→ ASSIGNED TASK
Return each line of the listing that contains the string "advertising".

→ DATASET RECORDS
..........
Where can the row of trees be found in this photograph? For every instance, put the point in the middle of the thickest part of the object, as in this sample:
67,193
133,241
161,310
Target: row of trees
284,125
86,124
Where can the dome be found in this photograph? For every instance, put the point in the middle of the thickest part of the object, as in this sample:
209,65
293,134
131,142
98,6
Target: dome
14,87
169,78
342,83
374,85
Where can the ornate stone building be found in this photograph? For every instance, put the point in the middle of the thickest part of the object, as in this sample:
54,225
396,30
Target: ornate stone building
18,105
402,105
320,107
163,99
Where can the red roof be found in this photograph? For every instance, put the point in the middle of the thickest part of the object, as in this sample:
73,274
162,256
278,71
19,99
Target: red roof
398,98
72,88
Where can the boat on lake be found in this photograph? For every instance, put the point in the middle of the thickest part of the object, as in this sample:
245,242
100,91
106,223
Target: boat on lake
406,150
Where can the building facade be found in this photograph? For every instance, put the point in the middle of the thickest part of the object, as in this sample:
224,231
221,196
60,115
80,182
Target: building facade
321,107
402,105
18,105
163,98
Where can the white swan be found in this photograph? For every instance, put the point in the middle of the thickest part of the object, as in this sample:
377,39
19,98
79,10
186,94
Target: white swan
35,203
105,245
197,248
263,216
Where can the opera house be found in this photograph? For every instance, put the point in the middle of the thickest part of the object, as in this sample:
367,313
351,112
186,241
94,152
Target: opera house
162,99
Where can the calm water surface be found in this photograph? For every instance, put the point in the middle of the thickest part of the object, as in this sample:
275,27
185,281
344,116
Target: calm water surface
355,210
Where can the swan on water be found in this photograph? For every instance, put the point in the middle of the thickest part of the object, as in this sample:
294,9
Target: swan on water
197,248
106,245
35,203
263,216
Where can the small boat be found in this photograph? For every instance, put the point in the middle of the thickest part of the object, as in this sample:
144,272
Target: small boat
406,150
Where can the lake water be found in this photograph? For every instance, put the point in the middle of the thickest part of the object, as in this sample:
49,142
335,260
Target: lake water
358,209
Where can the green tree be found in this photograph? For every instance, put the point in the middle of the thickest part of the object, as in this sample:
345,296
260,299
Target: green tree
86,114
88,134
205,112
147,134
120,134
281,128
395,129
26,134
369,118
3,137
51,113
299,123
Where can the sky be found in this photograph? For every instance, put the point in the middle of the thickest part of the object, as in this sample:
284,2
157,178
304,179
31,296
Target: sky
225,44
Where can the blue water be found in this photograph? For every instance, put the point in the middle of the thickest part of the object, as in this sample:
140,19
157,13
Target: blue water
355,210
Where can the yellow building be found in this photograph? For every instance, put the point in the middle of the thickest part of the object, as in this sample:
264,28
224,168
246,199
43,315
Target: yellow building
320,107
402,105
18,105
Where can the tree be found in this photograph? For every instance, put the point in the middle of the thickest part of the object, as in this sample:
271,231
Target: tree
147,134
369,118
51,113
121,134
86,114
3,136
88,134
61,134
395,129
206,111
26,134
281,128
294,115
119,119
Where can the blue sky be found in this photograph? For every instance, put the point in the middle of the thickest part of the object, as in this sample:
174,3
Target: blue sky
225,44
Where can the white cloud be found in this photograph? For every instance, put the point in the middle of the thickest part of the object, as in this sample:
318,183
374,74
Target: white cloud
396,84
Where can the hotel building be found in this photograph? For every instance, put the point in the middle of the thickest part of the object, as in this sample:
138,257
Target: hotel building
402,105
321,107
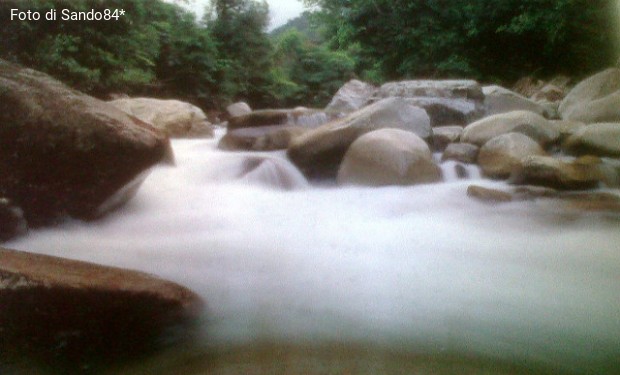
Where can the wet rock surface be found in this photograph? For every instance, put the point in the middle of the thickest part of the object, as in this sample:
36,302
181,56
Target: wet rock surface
65,153
70,313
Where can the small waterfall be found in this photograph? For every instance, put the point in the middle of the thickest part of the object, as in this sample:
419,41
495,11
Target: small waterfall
453,170
273,172
308,118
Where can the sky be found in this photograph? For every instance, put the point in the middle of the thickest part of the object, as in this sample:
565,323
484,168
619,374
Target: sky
281,10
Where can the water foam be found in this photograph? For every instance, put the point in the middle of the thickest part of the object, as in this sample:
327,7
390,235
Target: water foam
422,268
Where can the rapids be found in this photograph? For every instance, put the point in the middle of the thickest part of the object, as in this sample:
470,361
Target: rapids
422,268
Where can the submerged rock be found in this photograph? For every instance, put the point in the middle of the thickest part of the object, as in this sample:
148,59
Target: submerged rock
596,139
488,195
319,152
388,157
264,138
498,99
352,96
550,172
238,109
463,152
63,152
447,102
445,135
175,118
271,117
502,154
12,221
78,313
525,122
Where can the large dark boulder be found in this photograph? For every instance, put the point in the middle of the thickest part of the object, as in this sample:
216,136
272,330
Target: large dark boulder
75,313
66,153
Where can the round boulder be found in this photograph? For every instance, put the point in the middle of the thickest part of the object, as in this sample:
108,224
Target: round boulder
596,99
499,156
388,157
319,152
351,97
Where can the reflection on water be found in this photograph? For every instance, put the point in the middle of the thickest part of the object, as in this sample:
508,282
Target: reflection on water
420,270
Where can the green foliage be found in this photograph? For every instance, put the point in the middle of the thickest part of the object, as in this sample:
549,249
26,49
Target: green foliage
313,72
484,39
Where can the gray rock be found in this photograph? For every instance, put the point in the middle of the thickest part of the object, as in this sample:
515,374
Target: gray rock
388,157
488,195
264,138
79,313
238,109
175,118
352,96
501,100
463,152
319,152
271,117
551,172
12,221
596,99
502,154
525,122
596,139
64,152
445,135
446,102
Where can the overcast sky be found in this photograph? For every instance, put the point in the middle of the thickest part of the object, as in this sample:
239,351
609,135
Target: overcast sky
281,10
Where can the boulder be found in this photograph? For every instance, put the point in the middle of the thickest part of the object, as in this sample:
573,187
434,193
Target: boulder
63,152
12,221
596,139
528,86
593,202
446,111
445,135
352,96
319,152
499,156
238,109
271,117
265,138
463,89
175,118
488,195
463,152
79,313
388,157
596,99
549,93
551,172
566,128
498,99
446,102
525,122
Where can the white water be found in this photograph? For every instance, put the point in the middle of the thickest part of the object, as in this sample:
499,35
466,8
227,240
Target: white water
423,268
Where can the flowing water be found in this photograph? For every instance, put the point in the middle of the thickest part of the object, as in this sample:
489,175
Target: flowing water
421,269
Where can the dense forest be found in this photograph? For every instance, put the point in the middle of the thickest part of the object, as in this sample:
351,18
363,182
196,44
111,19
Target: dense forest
160,49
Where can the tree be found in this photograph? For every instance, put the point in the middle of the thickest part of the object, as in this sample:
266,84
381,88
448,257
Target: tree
239,27
498,40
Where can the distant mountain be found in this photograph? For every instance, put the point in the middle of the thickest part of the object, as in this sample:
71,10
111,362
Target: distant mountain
302,24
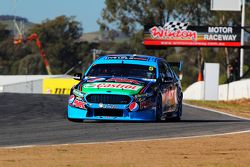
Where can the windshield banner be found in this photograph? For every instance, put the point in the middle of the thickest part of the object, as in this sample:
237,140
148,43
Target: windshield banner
181,34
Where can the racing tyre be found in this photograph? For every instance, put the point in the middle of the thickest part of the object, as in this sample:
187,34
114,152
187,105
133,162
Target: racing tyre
179,111
75,120
158,114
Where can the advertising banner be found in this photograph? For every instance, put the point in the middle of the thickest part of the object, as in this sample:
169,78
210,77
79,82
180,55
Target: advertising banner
..........
→ RESPONSE
Where can the advertising banner be found in this photograph? For every instance, put the point in the middle of the thickest part of the object, as in this sample:
Target: advertising banner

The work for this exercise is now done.